WHAT NEEDS TO BE DONE.
Turn the data into a JSON list of strings, one string per line, with no blank lines. Begin at the line that contains "of the scarf" and end after the line that contains "x=300, y=133".

EXTRACTED DATA.

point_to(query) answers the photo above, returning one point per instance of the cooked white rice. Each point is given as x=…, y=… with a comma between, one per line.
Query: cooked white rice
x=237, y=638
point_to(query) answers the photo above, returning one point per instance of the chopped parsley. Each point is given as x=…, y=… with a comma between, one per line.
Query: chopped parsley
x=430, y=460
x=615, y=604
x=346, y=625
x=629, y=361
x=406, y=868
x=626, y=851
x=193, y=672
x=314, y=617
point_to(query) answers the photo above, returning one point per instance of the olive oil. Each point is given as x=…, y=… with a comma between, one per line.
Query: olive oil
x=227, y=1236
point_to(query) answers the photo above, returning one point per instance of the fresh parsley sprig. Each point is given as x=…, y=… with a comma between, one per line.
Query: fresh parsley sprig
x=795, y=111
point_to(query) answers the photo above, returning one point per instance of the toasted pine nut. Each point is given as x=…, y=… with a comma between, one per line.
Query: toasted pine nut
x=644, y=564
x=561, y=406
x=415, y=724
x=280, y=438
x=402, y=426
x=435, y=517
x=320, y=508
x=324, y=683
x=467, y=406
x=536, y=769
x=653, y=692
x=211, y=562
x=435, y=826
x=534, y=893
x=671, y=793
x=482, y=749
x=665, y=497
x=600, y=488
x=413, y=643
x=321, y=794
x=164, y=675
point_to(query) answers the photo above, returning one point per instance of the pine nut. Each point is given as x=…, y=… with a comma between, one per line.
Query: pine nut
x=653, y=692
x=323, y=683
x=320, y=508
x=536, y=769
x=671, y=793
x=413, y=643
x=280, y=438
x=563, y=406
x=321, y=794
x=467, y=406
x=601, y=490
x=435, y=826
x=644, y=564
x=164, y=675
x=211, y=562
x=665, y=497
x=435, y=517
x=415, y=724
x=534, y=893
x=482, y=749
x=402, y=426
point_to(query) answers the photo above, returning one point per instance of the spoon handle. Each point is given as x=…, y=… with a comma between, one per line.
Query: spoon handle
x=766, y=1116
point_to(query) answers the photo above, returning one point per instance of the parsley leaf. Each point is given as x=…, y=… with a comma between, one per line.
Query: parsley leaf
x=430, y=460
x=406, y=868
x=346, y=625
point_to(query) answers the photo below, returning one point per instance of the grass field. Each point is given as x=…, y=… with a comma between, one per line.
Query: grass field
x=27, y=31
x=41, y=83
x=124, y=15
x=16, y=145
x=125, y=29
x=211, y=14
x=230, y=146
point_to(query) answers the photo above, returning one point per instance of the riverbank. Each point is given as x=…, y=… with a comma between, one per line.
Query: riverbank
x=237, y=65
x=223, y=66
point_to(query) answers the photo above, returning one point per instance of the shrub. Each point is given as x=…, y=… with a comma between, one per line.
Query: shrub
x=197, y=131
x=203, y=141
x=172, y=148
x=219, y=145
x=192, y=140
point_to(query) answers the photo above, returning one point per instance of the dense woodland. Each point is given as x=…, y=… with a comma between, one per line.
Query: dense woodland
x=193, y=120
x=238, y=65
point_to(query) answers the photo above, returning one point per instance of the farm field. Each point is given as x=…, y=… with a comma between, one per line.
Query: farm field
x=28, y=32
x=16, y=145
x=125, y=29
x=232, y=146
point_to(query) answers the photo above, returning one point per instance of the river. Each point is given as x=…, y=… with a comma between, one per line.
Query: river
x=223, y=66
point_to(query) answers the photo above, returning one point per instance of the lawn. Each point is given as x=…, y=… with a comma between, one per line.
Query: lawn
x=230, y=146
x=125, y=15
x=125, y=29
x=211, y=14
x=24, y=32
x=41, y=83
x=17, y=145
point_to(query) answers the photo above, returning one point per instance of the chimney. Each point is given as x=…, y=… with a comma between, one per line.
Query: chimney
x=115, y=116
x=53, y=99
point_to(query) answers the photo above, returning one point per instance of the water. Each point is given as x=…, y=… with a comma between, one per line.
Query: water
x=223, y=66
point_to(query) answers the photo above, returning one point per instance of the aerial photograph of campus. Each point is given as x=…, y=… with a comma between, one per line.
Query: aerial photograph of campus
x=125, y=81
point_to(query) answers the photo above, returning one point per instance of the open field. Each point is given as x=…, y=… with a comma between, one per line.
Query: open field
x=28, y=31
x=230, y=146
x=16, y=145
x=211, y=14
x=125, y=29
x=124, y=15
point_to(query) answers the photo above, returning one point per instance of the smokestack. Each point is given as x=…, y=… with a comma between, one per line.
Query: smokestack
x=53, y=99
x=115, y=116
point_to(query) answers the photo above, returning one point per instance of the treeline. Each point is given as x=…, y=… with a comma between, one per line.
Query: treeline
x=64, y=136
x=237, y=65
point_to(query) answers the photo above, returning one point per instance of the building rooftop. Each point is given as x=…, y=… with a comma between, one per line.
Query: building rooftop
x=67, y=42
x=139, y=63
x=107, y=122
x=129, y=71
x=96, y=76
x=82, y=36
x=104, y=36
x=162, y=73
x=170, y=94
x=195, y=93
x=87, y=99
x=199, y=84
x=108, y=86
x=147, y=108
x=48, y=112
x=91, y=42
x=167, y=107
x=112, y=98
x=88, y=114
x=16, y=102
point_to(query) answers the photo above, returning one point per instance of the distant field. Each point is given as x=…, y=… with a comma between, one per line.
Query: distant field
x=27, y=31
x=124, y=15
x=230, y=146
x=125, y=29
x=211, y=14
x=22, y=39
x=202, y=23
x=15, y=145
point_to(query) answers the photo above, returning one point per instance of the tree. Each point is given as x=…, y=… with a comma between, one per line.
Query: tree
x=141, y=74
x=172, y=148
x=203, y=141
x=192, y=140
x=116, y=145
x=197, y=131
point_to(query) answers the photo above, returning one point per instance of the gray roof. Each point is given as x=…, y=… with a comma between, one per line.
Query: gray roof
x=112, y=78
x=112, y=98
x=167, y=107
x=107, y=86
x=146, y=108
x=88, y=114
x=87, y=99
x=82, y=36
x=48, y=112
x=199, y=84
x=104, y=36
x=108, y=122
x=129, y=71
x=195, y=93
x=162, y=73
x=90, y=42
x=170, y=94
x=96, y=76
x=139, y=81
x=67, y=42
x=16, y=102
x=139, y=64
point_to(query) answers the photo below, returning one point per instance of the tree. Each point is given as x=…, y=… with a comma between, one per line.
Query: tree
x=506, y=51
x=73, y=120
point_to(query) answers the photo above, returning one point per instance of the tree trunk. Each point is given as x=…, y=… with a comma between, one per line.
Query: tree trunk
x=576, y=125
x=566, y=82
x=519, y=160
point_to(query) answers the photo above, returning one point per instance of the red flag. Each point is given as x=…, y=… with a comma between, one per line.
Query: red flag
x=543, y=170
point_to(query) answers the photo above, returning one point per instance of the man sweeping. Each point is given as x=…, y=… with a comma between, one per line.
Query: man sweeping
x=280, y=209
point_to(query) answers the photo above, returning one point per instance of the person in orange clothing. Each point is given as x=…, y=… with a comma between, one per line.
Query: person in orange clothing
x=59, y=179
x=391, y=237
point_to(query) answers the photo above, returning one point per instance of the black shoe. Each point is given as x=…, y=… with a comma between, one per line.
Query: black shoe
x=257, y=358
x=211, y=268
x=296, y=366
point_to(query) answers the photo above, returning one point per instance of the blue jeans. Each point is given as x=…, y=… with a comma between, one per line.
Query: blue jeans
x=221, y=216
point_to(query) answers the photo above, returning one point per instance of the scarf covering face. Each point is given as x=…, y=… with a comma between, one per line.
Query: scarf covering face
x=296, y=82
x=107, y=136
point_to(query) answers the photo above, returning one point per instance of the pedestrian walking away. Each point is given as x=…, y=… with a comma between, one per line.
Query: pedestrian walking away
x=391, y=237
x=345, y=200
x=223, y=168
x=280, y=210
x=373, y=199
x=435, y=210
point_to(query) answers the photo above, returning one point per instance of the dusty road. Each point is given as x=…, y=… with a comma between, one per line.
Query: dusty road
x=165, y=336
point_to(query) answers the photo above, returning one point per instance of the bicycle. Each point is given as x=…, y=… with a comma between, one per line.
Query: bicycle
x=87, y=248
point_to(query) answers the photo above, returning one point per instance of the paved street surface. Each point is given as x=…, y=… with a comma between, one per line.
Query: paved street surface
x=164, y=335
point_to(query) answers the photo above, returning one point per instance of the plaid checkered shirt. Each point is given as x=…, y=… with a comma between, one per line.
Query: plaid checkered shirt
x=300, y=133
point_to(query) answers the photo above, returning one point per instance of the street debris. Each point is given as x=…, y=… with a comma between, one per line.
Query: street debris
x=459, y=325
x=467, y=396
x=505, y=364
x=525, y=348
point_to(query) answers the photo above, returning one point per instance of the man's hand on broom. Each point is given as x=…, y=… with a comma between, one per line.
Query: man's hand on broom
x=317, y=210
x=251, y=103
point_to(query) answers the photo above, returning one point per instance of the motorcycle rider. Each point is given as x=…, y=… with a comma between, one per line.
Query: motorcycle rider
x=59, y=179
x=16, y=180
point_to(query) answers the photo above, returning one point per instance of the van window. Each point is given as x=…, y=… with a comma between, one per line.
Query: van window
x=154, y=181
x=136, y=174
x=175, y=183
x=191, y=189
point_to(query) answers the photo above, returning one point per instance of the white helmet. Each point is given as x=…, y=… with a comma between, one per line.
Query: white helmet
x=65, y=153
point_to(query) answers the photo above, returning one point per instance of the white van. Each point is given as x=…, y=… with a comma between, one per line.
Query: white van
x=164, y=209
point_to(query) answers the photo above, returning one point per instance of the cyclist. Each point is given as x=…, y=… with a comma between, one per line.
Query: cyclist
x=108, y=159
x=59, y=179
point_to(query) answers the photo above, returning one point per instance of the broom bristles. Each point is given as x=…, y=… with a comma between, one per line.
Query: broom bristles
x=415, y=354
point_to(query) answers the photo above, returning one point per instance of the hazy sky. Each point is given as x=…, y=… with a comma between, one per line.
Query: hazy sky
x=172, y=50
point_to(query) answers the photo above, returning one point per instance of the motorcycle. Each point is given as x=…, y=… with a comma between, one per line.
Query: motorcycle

RESULT FOR THIS EXERCISE.
[
  "point_to(query) answers the photo above, returning one point per instance of the scarf covering face. Each point is given as x=…, y=… with a comma between, one per line.",
  "Query: scarf covering face",
  "x=296, y=82",
  "x=107, y=136",
  "point_to(query) answers the photo above, returning one point per instance of the pedestrian walking away. Each point is given as x=…, y=… with a comma between, one per line.",
  "Query: pedestrian walking away",
  "x=391, y=237",
  "x=345, y=200",
  "x=223, y=168",
  "x=280, y=210",
  "x=373, y=199",
  "x=435, y=210",
  "point_to(query) answers the photo above, returning one point per instance of the dusty road. Each point is given as x=…, y=… with a comma between, one per line.",
  "Query: dusty road",
  "x=165, y=336",
  "point_to(query) answers the photo above, returning one point per instance of the bicycle. Each point is given as x=…, y=… with a comma between, one per line.",
  "Query: bicycle",
  "x=87, y=248",
  "point_to(query) answers the photo above, returning one point per instance of the paved street surface. Each point is given as x=…, y=… with a comma between, one per line.",
  "Query: paved street surface",
  "x=164, y=335",
  "point_to(query) answers the photo above, returning one point per instance of the plaid checkered shirt. Each point is given as x=…, y=… with a comma between, one per line.",
  "Query: plaid checkered shirt",
  "x=300, y=133"
]